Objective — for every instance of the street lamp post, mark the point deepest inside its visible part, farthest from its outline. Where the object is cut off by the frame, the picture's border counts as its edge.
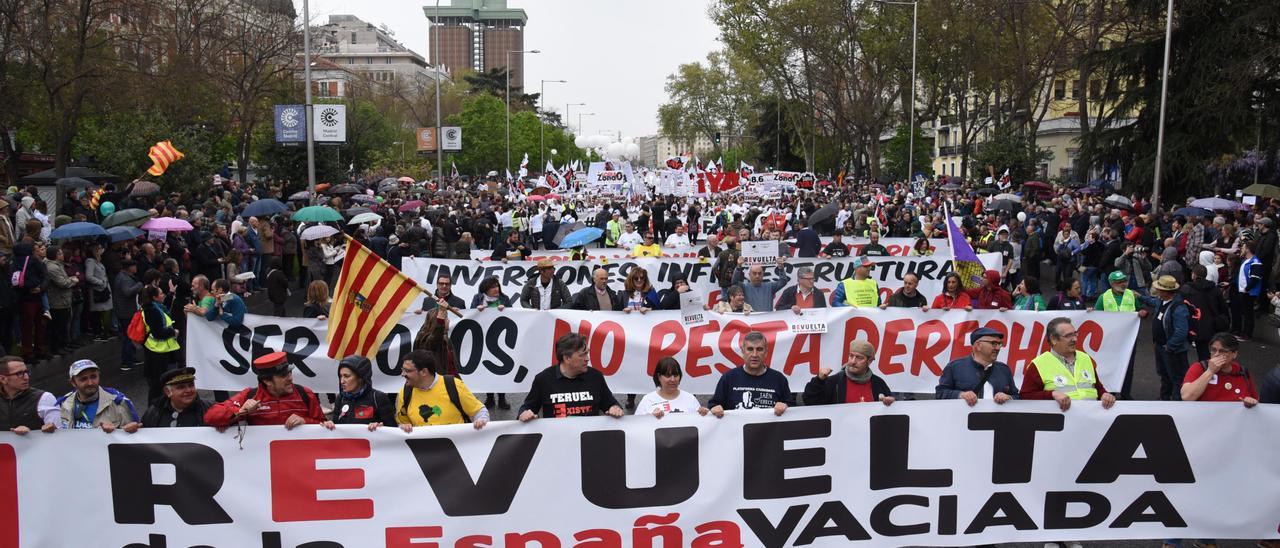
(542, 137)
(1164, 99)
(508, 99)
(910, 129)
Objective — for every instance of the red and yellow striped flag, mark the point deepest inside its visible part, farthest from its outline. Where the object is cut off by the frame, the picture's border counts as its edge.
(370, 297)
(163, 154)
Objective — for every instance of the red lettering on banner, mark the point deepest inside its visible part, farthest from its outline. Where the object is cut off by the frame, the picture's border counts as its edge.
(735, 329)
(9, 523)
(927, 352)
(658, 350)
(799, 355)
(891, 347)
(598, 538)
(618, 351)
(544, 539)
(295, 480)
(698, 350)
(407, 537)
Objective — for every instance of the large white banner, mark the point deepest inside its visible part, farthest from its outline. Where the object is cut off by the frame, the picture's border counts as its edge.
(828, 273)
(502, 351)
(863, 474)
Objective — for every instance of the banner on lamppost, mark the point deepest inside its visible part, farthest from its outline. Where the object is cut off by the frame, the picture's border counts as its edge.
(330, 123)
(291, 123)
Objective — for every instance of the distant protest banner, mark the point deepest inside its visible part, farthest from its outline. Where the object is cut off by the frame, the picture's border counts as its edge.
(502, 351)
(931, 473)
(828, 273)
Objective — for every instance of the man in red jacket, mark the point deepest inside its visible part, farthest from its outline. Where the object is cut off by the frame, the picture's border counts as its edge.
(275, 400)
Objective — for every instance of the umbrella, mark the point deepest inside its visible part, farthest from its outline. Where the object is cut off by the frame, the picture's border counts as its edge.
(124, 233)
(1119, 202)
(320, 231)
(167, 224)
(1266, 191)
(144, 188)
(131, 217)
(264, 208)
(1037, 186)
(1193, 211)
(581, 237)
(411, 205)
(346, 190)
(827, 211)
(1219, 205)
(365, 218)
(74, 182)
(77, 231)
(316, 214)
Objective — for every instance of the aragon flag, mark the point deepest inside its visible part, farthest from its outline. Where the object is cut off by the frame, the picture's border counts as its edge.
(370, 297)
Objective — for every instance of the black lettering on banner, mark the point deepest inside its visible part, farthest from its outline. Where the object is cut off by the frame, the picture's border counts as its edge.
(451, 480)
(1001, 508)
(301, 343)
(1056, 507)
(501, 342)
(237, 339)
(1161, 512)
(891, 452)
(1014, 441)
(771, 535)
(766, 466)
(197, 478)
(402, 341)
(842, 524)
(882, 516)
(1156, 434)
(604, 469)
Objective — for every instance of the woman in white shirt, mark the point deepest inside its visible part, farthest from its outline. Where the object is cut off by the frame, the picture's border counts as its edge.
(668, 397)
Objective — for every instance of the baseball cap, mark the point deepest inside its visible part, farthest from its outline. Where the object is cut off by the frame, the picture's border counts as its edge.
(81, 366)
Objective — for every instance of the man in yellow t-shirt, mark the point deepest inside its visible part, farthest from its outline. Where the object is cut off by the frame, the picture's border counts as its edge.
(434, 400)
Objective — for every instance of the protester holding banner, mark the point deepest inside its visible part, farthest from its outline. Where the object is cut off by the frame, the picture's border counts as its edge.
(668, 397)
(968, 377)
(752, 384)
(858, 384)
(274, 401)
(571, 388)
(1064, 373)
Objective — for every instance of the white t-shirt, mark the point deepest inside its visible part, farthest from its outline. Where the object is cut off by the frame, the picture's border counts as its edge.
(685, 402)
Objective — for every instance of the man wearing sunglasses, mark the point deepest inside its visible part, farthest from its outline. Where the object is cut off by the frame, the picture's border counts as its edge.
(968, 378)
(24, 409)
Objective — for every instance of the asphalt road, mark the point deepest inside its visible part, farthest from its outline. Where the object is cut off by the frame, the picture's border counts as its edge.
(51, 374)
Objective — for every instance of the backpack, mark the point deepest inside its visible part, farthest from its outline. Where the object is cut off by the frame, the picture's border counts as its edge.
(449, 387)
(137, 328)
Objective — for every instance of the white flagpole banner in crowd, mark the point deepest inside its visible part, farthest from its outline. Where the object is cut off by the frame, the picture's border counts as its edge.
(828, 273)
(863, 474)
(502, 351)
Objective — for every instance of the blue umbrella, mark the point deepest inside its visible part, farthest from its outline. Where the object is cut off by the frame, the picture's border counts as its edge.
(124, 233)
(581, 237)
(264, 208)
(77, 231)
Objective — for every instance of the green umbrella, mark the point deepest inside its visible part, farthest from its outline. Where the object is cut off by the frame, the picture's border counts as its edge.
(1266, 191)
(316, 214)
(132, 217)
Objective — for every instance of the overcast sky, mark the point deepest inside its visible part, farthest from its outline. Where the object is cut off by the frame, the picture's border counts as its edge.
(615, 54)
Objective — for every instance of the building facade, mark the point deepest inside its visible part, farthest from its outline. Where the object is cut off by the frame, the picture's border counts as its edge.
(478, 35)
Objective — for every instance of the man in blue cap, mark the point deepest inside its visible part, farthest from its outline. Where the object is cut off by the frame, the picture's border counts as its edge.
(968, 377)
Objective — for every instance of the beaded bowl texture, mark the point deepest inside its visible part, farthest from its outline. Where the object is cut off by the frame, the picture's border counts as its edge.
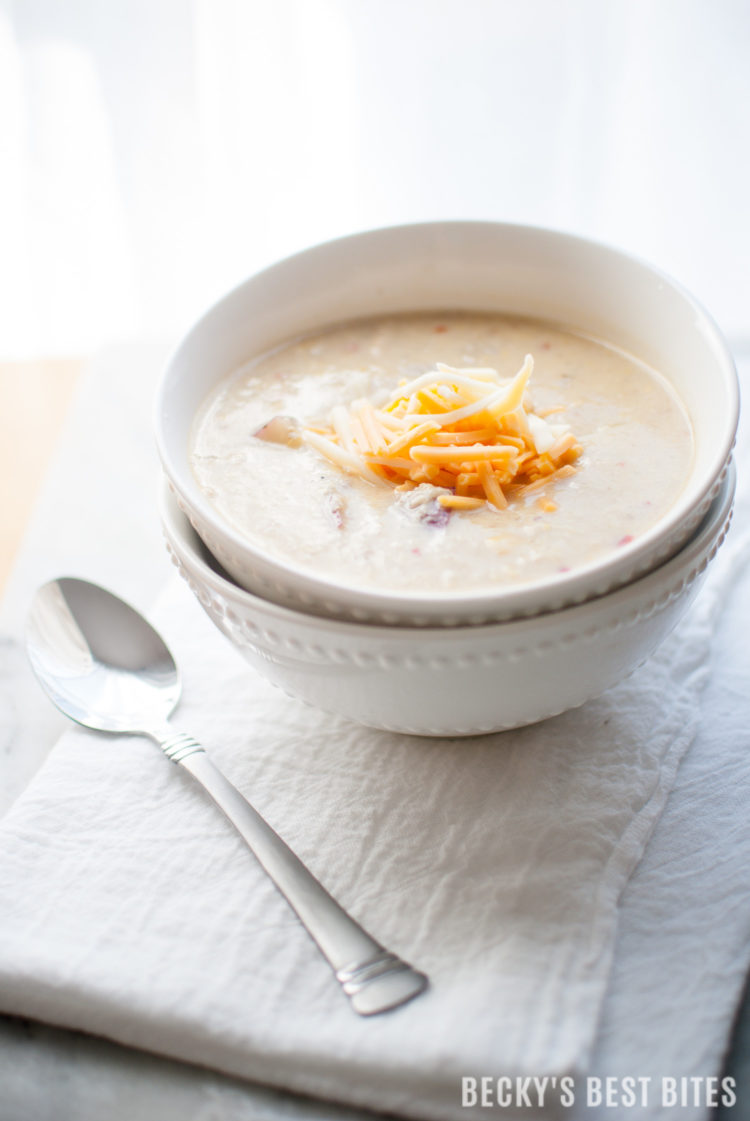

● ● ●

From the line holding "Objective — for every instance of the asphalt" to the last line of the listing, please output each line exactly as it stands. Pictures stay out of the copy.

Objective — for every instance of the asphalt road, mark the point deepest inside its visible part, farthest from its outline. Where the object is cut off by the frame, the picture's border counts as its edge.
(51, 374)
Objective — for every instance of the backpack, mark the point deepest inside its visible part, farthest from its outline. Where the object is cut off by the frame, the picture's border counts as its edge.
(449, 387)
(137, 328)
Objective — for every instance of the white flagpole banner in crowd, mark the point deepest inside its visible part, farthest from its outline. Where the object is cut off by the frame, the picture's border counts as its edge.
(828, 273)
(863, 474)
(502, 351)
Objective — for every instance of the blue umbrella, mark the point deepest inside its visible part, farthest from its outline. Where the object is cut off by the frame, the picture's border counts as its edge.
(124, 233)
(581, 237)
(264, 208)
(77, 231)
Objective — for every instance of the green umbrella, mark the point deepest inside its visible part, farthest from its outline. Where the object is cut off by the frame, the picture's border counts as its edge.
(1266, 191)
(316, 214)
(132, 217)
Objective — for every instance of the overcast sky, mark the point deepest inside its visible part, farthest from its outline. Where the object is cut off by the frame, the picture's border counts as its edge.
(615, 54)
Objective — for every instance of the building facade, mark the point deepest inside its visible part, farthest from its outline. Where the object is cut off by the frame, the picture's border counts as its edge.
(478, 35)
Objective — for every instance of the man in blue cap, mark the point deepest inside its visible part, farthest from its outline. Where the object is cut off by the frame, the picture's border counts as its edge.
(968, 377)
Objective — for every instance of the beaded bowl texture, mark the point deepest inside its visible part, farthest from its outline. Where the object is cut off by the frame, the picture's border counts as its edge.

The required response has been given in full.